▽
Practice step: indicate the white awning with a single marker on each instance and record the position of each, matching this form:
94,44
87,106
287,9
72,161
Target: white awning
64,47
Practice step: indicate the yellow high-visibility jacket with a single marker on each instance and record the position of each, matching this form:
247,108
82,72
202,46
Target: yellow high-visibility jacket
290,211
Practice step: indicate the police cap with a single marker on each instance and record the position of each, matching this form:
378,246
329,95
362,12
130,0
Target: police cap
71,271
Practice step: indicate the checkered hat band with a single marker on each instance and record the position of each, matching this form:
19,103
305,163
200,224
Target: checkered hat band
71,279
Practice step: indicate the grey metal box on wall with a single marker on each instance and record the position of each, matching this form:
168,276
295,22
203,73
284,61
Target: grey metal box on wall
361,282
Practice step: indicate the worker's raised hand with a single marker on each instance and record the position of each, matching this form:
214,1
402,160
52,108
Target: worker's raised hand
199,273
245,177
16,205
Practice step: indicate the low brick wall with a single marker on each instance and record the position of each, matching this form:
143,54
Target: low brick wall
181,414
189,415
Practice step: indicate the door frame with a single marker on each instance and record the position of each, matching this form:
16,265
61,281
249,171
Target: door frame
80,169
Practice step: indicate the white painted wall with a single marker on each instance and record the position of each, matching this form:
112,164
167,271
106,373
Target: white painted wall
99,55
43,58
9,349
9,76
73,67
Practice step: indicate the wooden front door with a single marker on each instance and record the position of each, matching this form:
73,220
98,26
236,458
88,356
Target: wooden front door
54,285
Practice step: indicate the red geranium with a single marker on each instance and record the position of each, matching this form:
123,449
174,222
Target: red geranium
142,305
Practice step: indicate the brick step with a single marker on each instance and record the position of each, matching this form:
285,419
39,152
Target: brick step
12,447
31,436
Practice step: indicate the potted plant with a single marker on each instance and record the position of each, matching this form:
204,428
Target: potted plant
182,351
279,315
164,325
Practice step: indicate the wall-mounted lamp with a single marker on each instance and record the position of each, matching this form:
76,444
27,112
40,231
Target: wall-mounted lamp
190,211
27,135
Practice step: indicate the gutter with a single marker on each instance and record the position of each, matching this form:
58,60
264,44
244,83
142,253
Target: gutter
△
• _What you are asked to do_:
After reading the listing, write out every line of it exactly.

• _Task answer_:
Practice step: indicate the white awning with a single marker on each instance and record the position of each, matching this form:
94,44
87,106
287,9
72,161
Target: white awning
64,47
Practice step: indicate the yellow high-visibility jacket with a single marker on each instance and record the position of each, matching this form:
247,108
82,72
202,46
Target: yellow high-visibility jacket
290,211
Practice step: indicate the police cap with a single marker on each instance and record the position of each, matching this form:
378,246
329,95
362,12
130,0
Target: police cap
71,271
Practice step: indicate the checkered hat band with a single marker on each instance and record the position of each, matching this form:
19,103
305,163
200,224
Target: checkered hat band
71,279
Practice step: indicate the grey metal box on wall with a single marker on each instance and record the position of each, matching this form:
168,276
295,22
203,73
284,61
Target: grey metal box on wall
361,282
Practice step: indicate the worker's raised hand with a single marker on each instance and record the position of each, matching this form:
214,1
402,160
52,108
Target: worker's raised hand
199,273
245,177
16,205
Practice step: indicate the low brick wall with a single marker on each instance and record the position of each, matching this form:
143,54
Target: low brick wall
181,414
189,415
Practice step: indicate the door frame with a single marker on each instance and record the position of each, matching this form:
16,265
61,281
249,171
Target: door frame
80,169
Practice step: indicate the white painted wall with a single marker on each instance and record the position of each, matching this form:
112,164
167,271
106,373
Target: white painted wall
99,55
43,58
9,349
9,76
73,67
Practice step: indicate the wooden front door with a single marker on each instance and record the position of each, matching this form:
73,220
98,26
236,458
88,356
Target: wooden front door
54,285
Practice step: indicate the red geranium with a single marker on each instance and record the position of each, matching this form:
123,449
174,222
Target: red geranium
142,305
Practice step: indicate the brick step with a single marker on each instance and record the position of each, matching this form:
285,419
39,152
Target: brick step
12,447
31,436
Practice step: indicate the potted plant with a single marker on each instance and record the position of each, matching this form:
204,428
Target: potted plant
182,351
279,315
164,325
Practice step: indicate the wall-mounted lamp with a single marker on each instance and record the position of each, matching this form:
76,444
27,112
40,231
Target: wall-mounted lamp
190,211
27,135
Practice step: indicate the gutter with a single marker on each instance and record the position of each, matching this form:
58,60
264,44
244,83
142,253
Target: gutter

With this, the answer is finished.